Database Design Essentials
10 things you absolutely need to do
March 1, 2011
You’re getting ready to design a database from scratch. What do you really need to include? What steps do you really need to take? Are there shortcuts that you can take or steps that you can skip? I can’t really speak to this last question because I don’t know what your process is when creating a database, but I can speak to the components that are absolutely necessary for a successful database project. There are 10 essentials:
Understand the database’s purpose.
Get the right tool.
Gather the requirements for the database.
Be conscientious when modeling the data.
Enforce relationships.
Use the appropriate data types.
Include indexes when modeling.
Standardize the naming convention.
Store the code that touches the data in SQL Server.
Document the work.
1. Understand the Purpose
Despite the popularity of Scrum, rapid application development (RAD), and numerous other rapid-development techniques, you still need to know why you’re creating the database. The first essential is that you discover and understand the database’s purpose before doing anything else. Saying that the database’s purpose is “to store records” isn’t good enough. You need to understand the business reason for this database’s existence before it goes into development, much less production. The business reason needs to map not only to the technical specifications but also to the business purpose and the business processes that this database will be supporting. For example, will it be a retail point of sale (POS) database, an HR database, or part of a customer relationship management (CRM) package that will help you track customers and manage the sales cycle? You need to know this and many more details about why you’re creating the database before you start the design process.
2. Get the Right Tool
You can’t create a viable database without software tools, no more than you could build a house without construction tools. So, you’re going to need data modeling software. Data modeling software, also called a CASE tool, is the data modeler’s and data designer’s best friend. A good CASE tool can help you quickly create different types of data models—such as functional decompositions, system and context diagrams, business process and data flow diagrams, and entity relationship models—each of which will help you communicate to your colleagues the visual components of the proposed system you’re building. Some CASE tools have features that enable sharing, coordination, merging, and version control for design teams. Last, but certainly not least, these tools effectively document what you’re doing and, by implication, why you’re doing it.
The cost of entry into the CASE tool market is not insignificant. However, the initial investment will be paid back in terms of shortened time-to-market for database projects and increased knowledge of corporate data and processes. You can read about six different CASE tools in "Comparative Review: Sizing Up Data Modeling Software." The comparison is based on capability and price, with some indication of how long it might take you to learn the package.
There is one thing to remember, though: No modeling tool will ever replace a person who understands how the business works. The CASE tool will only assist in creating visual representations of the business processes and structure.
3. Gather the Requirements
Once you understand the overarching reason why you’re doing the database project and you’ve selected a tool that will help you visualize the as-is and to-be environments, you need to do a deep dive into requirements gathering. You need to understand the requirements well enough to be able to create visual representations of data, processes, and systems.
When gathering the requirements, don’t limit yourself to disk drives, virtual machines (VMs), and other technical requirements. Although you need to know the technical requirements, they aren’t pivotal to good database design. The database that you’re creating has to support business operations, so you need to interview company staff members and managers to understand how the business runs. Only then can you get a handle on the requirements that you’ll need to meet in order to create a viable database.
When you’re gathering requirements, you’re going to encounter conflicting business needs—count on it. You’ll have to wear your diplomat hat to get the parties involved to agree on some sort of compromise so that the project can move forward.

§ **Instructions**
1: Answer these questions using the database design article:
(a) How many essentials does the article list?
(b) What is data modeling software also called?
(c) Whom does the article say you need to interview to understand how the business runs?
2: Return the part of the database design article from "Get the right tool." to "Document the work.", copied word for word.
The data that come next are separate material, unrelated to the article.

Point annotation data:
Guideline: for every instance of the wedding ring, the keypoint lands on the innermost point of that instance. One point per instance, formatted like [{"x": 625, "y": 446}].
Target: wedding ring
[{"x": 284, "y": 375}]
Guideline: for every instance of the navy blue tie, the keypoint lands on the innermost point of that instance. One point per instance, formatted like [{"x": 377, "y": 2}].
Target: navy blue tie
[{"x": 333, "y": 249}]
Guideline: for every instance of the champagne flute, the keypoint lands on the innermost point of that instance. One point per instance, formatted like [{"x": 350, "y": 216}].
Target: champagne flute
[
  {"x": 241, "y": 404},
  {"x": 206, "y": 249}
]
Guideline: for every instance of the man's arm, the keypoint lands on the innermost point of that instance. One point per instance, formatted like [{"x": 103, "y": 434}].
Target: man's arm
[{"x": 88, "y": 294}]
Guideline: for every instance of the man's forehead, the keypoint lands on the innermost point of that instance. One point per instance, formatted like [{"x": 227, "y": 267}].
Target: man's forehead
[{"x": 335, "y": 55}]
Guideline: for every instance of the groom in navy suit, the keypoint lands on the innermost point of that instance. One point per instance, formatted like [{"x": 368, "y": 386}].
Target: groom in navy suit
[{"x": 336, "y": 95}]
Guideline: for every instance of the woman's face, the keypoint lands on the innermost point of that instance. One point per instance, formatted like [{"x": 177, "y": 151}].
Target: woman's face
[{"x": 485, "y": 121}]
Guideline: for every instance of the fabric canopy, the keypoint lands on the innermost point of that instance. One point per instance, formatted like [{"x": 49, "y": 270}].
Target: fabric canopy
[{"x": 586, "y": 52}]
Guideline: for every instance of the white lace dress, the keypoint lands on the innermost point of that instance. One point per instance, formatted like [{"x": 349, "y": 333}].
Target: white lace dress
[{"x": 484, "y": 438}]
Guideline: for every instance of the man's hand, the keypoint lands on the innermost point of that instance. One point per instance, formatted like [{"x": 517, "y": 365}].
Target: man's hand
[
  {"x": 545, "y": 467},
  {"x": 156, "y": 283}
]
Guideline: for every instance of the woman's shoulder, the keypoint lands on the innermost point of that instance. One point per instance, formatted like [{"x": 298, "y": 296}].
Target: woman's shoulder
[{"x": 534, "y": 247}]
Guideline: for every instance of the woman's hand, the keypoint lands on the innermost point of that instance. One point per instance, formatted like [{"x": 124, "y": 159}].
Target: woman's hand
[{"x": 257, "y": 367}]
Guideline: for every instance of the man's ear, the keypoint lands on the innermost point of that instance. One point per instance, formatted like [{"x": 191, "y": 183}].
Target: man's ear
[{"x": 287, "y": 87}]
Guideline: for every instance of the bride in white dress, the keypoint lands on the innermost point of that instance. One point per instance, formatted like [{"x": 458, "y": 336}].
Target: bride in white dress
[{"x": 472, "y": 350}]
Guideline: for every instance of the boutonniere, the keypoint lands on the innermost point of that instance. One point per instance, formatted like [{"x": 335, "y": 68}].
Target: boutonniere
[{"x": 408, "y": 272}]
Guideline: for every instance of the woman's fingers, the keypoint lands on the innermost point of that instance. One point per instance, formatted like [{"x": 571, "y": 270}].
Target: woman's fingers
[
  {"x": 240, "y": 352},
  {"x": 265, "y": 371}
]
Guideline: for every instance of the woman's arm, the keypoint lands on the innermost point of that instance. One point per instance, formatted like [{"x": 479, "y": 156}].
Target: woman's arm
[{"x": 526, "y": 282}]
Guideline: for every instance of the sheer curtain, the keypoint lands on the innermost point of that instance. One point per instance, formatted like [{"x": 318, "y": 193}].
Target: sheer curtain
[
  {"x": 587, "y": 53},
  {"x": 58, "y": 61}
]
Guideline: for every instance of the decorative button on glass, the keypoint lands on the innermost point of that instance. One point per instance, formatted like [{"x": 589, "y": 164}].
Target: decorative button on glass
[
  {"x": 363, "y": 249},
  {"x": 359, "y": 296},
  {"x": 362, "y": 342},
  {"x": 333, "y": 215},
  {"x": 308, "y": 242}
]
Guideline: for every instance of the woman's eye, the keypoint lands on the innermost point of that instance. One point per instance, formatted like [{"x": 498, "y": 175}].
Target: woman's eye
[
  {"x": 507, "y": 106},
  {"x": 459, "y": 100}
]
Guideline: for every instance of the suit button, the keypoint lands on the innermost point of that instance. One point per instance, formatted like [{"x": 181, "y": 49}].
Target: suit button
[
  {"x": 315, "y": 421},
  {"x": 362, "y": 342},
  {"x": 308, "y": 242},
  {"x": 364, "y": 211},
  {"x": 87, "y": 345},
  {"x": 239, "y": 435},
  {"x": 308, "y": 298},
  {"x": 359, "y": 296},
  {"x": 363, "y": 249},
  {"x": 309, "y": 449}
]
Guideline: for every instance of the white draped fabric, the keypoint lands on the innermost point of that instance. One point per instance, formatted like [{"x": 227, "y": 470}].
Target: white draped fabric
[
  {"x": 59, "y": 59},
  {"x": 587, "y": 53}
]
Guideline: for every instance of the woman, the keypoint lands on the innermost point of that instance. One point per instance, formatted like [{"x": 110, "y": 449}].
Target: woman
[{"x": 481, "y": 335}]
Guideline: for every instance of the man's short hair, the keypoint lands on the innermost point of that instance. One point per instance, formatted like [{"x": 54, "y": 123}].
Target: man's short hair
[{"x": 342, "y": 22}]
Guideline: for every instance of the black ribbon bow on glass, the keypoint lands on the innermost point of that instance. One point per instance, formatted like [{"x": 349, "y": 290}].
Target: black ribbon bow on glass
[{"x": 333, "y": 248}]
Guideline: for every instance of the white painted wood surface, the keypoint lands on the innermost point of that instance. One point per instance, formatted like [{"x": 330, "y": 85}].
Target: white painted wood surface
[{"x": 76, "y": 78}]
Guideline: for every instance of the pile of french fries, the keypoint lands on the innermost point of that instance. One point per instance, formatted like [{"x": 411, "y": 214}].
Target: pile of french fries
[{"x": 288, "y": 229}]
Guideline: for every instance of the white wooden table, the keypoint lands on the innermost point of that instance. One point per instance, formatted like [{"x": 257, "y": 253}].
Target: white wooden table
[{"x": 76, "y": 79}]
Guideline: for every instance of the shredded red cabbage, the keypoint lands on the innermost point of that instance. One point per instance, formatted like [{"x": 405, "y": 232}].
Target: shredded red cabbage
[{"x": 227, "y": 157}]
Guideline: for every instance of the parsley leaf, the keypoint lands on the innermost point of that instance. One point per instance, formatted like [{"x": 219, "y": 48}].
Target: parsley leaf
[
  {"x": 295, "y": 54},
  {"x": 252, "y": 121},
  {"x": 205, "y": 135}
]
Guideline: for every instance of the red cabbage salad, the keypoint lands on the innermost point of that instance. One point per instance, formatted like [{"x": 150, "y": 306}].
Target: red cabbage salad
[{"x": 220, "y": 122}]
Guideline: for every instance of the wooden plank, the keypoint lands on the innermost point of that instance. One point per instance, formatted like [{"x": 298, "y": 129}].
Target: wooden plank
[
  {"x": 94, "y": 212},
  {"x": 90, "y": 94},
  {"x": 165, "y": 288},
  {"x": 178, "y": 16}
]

§ **Responses for each task**
1:
(a) 10
(b) A CASE tool
(c) Company staff members and managers

2:
Get the right tool.
Gather the requirements for the database.
Be conscientious when modeling the data.
Enforce relationships.
Use the appropriate data types.
Include indexes when modeling.
Standardize the naming convention.
Store the code that touches the data in SQL Server.
Document the work.